_Stated problem_. Copy the lines word for word, starting at the line that contains "mark bush along fence | bbox" and ending at the line that contains "mark wooden fence | bbox", with both of those lines included.
### Input
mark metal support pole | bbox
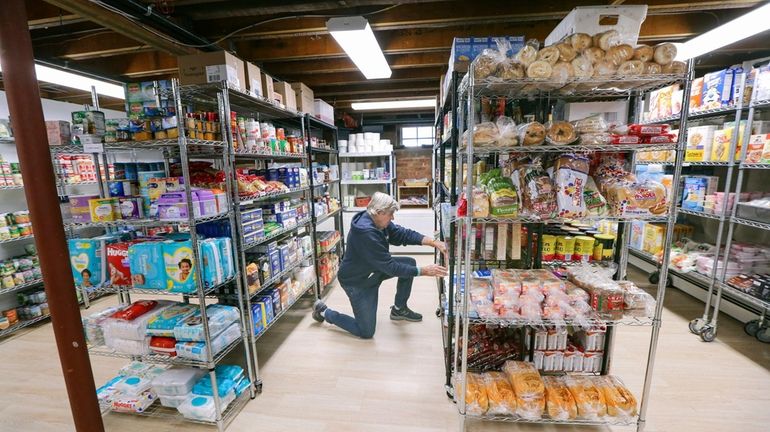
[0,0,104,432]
######
### Input
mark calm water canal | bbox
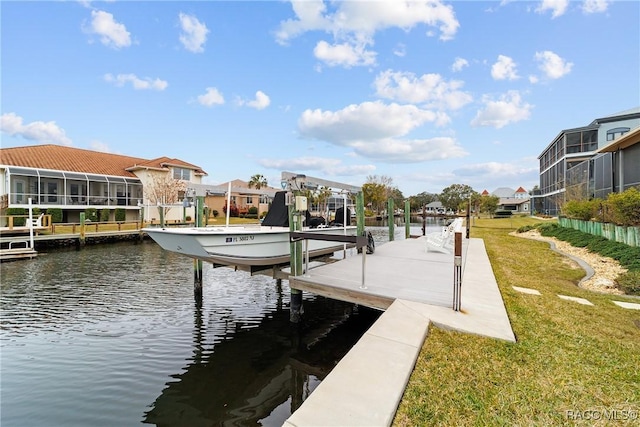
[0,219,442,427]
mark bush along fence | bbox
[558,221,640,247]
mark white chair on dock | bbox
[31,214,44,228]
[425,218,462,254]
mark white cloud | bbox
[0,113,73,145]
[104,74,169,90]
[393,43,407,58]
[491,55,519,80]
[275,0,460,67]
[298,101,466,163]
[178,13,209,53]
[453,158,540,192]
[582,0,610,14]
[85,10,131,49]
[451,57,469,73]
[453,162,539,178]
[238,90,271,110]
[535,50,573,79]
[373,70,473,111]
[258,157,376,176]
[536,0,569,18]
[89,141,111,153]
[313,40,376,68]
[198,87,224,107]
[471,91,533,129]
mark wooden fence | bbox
######
_Finished answer_.
mark bush along fence | bbox
[558,221,640,247]
mark white chair on dock | bbox
[31,214,44,228]
[425,218,462,254]
mark white cloud | bbox
[0,113,73,145]
[104,74,169,90]
[393,43,407,58]
[491,55,519,80]
[275,0,460,67]
[298,101,466,163]
[178,13,209,53]
[453,158,540,192]
[582,0,610,14]
[85,10,131,49]
[451,57,469,73]
[453,162,539,178]
[238,90,271,110]
[535,50,573,79]
[373,70,473,111]
[258,157,376,176]
[536,0,569,18]
[89,141,111,153]
[313,40,376,68]
[198,87,224,107]
[471,91,533,129]
mark wooden fence | bbox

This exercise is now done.